┌────────

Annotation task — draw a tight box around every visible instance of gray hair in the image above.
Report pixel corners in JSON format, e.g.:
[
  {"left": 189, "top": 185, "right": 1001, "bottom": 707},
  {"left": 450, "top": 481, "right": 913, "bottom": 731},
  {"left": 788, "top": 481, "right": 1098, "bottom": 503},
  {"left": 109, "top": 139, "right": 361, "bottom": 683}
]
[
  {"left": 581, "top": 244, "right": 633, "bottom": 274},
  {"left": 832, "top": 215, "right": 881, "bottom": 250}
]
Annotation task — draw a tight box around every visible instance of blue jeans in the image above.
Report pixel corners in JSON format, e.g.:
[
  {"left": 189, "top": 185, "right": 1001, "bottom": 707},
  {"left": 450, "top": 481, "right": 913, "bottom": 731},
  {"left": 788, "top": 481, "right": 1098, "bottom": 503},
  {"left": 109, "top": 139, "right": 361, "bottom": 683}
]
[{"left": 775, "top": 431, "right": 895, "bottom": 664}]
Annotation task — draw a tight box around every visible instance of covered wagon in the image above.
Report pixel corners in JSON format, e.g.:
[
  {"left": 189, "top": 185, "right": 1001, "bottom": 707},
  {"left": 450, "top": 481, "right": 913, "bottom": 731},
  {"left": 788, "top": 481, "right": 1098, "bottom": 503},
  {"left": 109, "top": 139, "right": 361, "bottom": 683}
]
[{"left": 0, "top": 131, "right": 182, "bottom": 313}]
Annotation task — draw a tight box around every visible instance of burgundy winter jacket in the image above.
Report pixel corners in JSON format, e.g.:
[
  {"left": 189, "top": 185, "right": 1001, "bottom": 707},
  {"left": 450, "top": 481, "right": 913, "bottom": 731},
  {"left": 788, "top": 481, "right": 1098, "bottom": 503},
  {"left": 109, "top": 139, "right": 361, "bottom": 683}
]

└────────

EXERCISE:
Type the whole listing again, unaltered.

OUTPUT FOR THIS EXERCISE:
Annotation task — draw a tight box around every visible instance of gray hair in the image above.
Report pixel corners in JSON format, e.g.:
[
  {"left": 189, "top": 185, "right": 1001, "bottom": 707},
  {"left": 450, "top": 481, "right": 913, "bottom": 731},
  {"left": 788, "top": 481, "right": 1098, "bottom": 503},
  {"left": 109, "top": 139, "right": 361, "bottom": 683}
]
[
  {"left": 581, "top": 244, "right": 633, "bottom": 274},
  {"left": 832, "top": 215, "right": 881, "bottom": 250}
]
Annotation task — draw a tight box around every visible instance of blue jeans in the image above.
Report pixel corners in JSON format, e.g.:
[
  {"left": 189, "top": 185, "right": 1001, "bottom": 707},
  {"left": 450, "top": 481, "right": 913, "bottom": 731},
  {"left": 788, "top": 481, "right": 1098, "bottom": 503},
  {"left": 109, "top": 139, "right": 361, "bottom": 683}
]
[{"left": 775, "top": 431, "right": 895, "bottom": 664}]
Annotation task — draw a tight box around every visible instance of covered wagon in the image above.
Report pixel corners in JSON format, e.g.:
[
  {"left": 189, "top": 185, "right": 1001, "bottom": 707},
  {"left": 450, "top": 481, "right": 913, "bottom": 731},
  {"left": 788, "top": 481, "right": 1098, "bottom": 503},
  {"left": 109, "top": 139, "right": 361, "bottom": 683}
]
[{"left": 0, "top": 131, "right": 182, "bottom": 313}]
Annotation task — draw a tight box around every visible instance of burgundy winter jacket in the image above.
Report pixel corners in JSON format, e.g.:
[
  {"left": 189, "top": 185, "right": 1001, "bottom": 707},
  {"left": 450, "top": 481, "right": 913, "bottom": 731},
  {"left": 788, "top": 481, "right": 1098, "bottom": 503},
  {"left": 109, "top": 139, "right": 361, "bottom": 683}
]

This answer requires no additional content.